------ Working data

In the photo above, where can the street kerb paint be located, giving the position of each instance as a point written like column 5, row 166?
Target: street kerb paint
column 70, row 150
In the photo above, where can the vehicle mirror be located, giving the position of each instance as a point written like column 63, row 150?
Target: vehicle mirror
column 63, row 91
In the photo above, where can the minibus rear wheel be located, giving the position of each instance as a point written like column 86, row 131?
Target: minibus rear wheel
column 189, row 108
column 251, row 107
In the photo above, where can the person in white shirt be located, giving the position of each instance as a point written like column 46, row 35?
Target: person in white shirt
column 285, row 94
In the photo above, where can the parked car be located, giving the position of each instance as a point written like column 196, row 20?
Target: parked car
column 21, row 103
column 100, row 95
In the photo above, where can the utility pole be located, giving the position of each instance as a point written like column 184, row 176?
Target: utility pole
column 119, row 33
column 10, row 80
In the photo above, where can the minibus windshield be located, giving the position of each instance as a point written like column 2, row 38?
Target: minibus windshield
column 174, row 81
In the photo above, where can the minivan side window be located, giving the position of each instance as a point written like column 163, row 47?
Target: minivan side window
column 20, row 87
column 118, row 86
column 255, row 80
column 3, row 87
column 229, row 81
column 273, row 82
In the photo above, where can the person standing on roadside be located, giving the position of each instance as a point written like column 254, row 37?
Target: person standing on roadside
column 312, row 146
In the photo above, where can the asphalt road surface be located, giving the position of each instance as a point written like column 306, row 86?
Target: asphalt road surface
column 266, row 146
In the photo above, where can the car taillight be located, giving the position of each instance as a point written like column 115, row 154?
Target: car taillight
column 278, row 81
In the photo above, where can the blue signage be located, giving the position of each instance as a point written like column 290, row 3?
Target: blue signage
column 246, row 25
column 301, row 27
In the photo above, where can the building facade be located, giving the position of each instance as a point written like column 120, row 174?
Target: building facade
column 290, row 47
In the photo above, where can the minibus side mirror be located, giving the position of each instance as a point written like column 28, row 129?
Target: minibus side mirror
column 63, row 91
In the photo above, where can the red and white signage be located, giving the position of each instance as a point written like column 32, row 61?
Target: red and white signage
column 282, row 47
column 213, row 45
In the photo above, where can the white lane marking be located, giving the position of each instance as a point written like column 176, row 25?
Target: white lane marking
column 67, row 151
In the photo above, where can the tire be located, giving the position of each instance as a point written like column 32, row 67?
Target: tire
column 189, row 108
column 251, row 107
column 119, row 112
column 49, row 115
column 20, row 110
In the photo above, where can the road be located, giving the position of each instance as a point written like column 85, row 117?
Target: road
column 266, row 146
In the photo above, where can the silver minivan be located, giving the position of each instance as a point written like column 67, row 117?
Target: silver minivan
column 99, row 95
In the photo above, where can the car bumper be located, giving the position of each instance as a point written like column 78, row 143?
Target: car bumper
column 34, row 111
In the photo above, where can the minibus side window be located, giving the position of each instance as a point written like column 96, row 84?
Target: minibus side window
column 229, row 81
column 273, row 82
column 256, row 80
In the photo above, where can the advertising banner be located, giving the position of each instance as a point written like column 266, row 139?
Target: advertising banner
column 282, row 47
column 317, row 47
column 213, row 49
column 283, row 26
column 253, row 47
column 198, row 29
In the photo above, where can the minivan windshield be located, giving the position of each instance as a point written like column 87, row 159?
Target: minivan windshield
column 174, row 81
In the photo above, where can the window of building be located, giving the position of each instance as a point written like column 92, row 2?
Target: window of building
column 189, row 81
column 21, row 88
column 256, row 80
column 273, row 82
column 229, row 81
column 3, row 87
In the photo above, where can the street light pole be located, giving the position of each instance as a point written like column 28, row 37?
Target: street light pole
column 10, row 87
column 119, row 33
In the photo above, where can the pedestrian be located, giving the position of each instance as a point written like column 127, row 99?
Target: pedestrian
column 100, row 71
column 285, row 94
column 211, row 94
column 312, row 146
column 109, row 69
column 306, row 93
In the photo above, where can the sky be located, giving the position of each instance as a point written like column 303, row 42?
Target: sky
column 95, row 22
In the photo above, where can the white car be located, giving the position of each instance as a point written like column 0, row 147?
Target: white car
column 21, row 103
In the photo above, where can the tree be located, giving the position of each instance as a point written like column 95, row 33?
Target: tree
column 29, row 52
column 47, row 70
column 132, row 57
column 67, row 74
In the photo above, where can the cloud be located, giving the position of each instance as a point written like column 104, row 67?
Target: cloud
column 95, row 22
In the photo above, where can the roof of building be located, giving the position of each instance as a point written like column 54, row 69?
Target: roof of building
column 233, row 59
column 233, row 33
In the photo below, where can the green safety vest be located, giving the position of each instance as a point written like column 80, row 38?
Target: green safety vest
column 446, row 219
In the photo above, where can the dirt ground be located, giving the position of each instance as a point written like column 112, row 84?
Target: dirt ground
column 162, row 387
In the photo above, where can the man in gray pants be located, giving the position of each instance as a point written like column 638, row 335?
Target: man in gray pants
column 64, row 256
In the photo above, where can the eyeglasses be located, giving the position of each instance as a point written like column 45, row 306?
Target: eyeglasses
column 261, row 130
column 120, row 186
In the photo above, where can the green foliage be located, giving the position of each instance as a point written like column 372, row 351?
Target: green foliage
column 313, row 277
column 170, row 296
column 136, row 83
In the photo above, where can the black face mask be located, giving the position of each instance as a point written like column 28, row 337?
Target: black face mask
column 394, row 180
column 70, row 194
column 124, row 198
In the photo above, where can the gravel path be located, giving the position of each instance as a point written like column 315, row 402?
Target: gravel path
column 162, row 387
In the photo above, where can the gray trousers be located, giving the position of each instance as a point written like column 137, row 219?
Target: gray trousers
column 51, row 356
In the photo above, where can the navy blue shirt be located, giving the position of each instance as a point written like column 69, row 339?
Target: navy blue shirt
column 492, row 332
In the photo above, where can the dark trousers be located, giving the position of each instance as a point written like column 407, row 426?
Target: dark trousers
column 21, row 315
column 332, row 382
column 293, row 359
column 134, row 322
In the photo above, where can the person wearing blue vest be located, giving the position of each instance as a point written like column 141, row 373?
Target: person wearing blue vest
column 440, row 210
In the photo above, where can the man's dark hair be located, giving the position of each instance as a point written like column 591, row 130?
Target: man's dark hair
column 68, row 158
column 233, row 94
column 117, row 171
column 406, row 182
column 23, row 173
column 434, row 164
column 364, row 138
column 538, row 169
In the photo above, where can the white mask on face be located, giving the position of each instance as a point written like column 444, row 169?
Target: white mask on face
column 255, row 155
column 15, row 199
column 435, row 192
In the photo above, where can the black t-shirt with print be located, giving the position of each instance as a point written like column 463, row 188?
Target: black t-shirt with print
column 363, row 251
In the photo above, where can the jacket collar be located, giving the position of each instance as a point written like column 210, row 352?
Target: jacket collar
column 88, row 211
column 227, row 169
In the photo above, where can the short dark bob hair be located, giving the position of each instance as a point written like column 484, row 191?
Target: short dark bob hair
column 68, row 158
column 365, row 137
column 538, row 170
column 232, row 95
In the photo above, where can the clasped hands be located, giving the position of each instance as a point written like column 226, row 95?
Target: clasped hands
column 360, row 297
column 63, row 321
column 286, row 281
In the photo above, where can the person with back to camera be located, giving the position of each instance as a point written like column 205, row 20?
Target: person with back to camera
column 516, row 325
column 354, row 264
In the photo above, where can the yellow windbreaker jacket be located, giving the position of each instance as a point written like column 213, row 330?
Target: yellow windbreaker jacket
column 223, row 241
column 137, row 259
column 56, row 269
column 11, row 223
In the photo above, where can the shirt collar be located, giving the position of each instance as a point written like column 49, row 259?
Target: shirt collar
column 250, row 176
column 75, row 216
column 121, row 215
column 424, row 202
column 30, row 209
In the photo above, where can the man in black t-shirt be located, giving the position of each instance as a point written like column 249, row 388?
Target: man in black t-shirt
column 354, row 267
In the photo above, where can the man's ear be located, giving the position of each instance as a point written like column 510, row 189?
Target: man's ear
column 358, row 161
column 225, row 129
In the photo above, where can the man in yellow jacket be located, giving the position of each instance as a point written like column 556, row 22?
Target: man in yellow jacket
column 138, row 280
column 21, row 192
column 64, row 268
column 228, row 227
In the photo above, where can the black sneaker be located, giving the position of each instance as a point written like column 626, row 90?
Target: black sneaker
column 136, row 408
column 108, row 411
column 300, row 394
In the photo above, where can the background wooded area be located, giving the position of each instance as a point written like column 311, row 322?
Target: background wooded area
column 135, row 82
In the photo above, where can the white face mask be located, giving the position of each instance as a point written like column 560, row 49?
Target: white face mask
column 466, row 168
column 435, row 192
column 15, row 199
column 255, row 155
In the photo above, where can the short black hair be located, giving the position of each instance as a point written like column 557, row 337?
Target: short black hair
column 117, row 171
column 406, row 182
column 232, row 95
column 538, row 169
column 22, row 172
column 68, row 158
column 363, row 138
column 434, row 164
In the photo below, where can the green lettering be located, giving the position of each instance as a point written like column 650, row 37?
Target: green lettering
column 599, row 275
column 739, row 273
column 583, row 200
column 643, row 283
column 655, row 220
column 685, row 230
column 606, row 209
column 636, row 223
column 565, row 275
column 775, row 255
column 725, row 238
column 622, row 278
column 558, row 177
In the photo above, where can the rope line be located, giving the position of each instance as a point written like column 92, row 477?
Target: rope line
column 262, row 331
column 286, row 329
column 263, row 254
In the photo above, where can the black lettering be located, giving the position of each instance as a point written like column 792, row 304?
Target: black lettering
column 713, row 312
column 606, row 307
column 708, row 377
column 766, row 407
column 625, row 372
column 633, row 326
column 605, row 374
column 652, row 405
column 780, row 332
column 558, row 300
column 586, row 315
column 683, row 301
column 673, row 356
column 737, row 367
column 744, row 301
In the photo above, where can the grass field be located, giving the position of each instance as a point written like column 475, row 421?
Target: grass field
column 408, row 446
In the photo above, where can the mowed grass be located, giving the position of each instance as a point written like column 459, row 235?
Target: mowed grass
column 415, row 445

------------

▸ Your objective: Among the lines above, return each one holding the string "below".

▸ Your response:
In the photo below, where can the green safety vest be located, giving the position of each instance as a point written like column 80, row 38?
In the photo below, where can the green lettering be located, giving the position of each instance as a point written like column 650, row 37?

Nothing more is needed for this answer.